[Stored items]
---------------

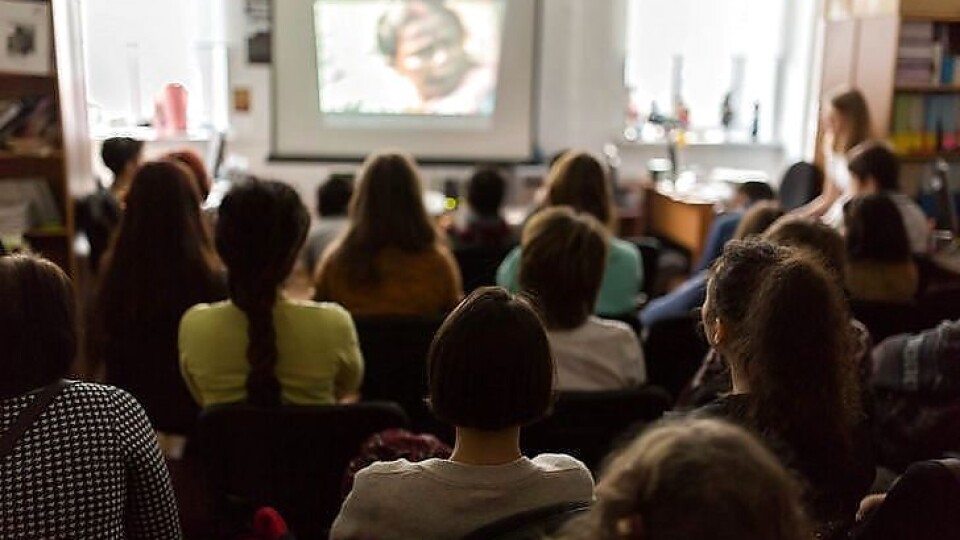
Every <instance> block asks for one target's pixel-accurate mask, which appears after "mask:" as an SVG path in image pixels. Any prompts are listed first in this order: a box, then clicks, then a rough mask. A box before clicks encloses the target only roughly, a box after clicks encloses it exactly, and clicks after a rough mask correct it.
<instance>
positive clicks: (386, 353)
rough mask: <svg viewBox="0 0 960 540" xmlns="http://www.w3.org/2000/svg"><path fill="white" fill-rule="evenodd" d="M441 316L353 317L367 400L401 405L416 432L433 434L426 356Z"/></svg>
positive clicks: (380, 316)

---------------

- Exercise brief -
Rewrite the data with every "clicks" changed to "points" and nothing else altered. Omit the pictures.

- Answer to this exercise -
Every <instance> block asks for one target's pixel-accurate mask, which appears after "mask:" as an SVG path in image pixels. Any prompts are listed first in this order: a box, then points, then a rough mask. A box before points encloses the target only roughly, a box after points encloses it exactly, and points after a rough mask correct it.
<instance>
positive points: (386, 353)
rough mask: <svg viewBox="0 0 960 540" xmlns="http://www.w3.org/2000/svg"><path fill="white" fill-rule="evenodd" d="M441 316L353 317L367 400L401 405L416 432L433 434L426 356Z"/></svg>
positive points: (380, 316)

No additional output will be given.